**Compito 1:** Trascriva senza modifiche tutte le righe dei record che seguono il brano, omettendo le immagini.
**** Brano ****
L'Europa deve riprendere l'iniziativa nei Balcani occidentali, definendo una chiara strategia regionale e un quadro certo per l'integrazione dei diversi Paesi nell'Unione. Il rischio di una nuova crisi, di vaste dimensioni, non è scomparso. L'editoriale di Courrier des Balkans
Di Jean-Arnault Dérens, per Le Courrier des Balkans, 26 maggio 2008 (titolo orig.: «Balkans occidentaux: les responsabilités de l’Union européenne»)


Traduzione per Osservatorio sui Balcani: Carlo Dall’Asta


Ora che siamo giunti alla metà di questo 2008 il peggio, che molti temevano, è stato evitato? Il Kosovo ha proclamato la propria indipendenza il 17 febbraio, senza che ciò abbia provocato una burrasca nella regione. La Serbia ha votato l'11 maggio, dando un netto vantaggio alle forze europeiste. Certo, il governo serbo non è ancora stato formato, le elezioni macedoni del primo giugno si stanno preparando in un contesto di estrema tensione, e la missione europea Eulex in Kosovo non si svolgerà a partire dal 15 giugno come previsto. Forse il peggio è stato evitato, ma i Balcani si trovano sempre in mezzo al guado. E solo l’Unione Europea può formulare un progetto politico capace di orientare la regione verso una duratura uscita dalla crisi.

La strategia europea ha pagato. Siglando il 29 aprile un Accordo di stabilizzazione e associazione (ASA) con la Serbia, l’UE ha incontestabilmente dato una decisiva «spintarella» alle forze democratiche in Serbia. Anche se a Belgrado prosegue ancora un oscuro teatro politico, il significato del voto dell'11 maggio è chiaro e senza appello. È una buona notizia per la Serbia. Soprattutto è una buona notizia per l'Europa.
****
**Compito 2:** Prosegua il brano sui Balcani occidentali, cominciando subito dopo la sua ultima frase.
**** Dati forniti ****
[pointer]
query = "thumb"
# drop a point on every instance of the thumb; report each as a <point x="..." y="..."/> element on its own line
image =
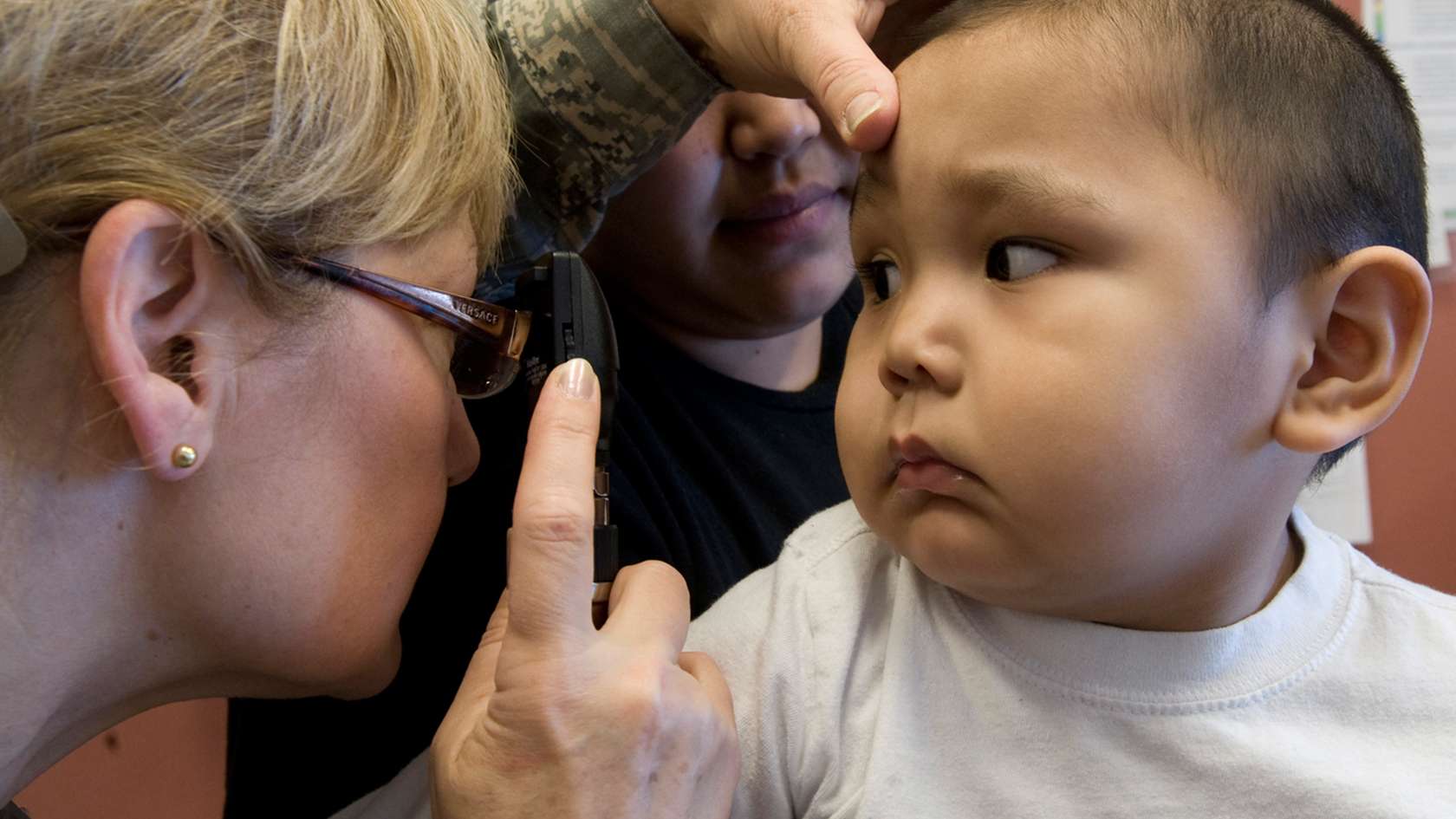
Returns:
<point x="479" y="679"/>
<point x="849" y="82"/>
****
**Risposta 1:**
[pointer]
query = "thumb"
# drop a point on every instance of the thumb; report each as a <point x="..." y="..."/> element on its own line
image =
Returns:
<point x="479" y="679"/>
<point x="849" y="82"/>

**Risposta 2:**
Questo voto ha mostrato che, malgrado gli errori accumulati dagli europei in tutti questi ultimi anni, malgrado le loro politiche spesso esitanti, contraddittorie e pusillanimi, la prospettiva europea continua a mobilitare i serbi. La «carota europea» non ha perduto la sua attrattiva.

Tuttavia come giustificare, in Bosnia-Erzegovina o in Macedonia, la decisione europea sulla Serbia? I dirigenti europei non si vergognano di gioire di una «riforma» della polizia in Bosnia Erzegovina, una riforma strappata con le pinze e che non cambia nulla, e il Paese dovrebbe firmare l'Accordo di Associazione e Stabilizzazione il 16 giugno – il ritardo viene ufficialmente spiegato con dei problemi di traduzione! Ma la Bosnia continua a macerare in una interminabile crisi sociale e politica.

Javier Solana tornerà a Skopje

La Macedonia, che aveva fatto degli importanti passi in avanti – gli accordi di pace di Ohrid e la concessione dello status ufficiale di candidato all'UE – ha appena subìto un grave scacco al summit della NATO a Bucarest, col veto opposto dalla Grecia al suo ingresso nell'Alleanza atlantica.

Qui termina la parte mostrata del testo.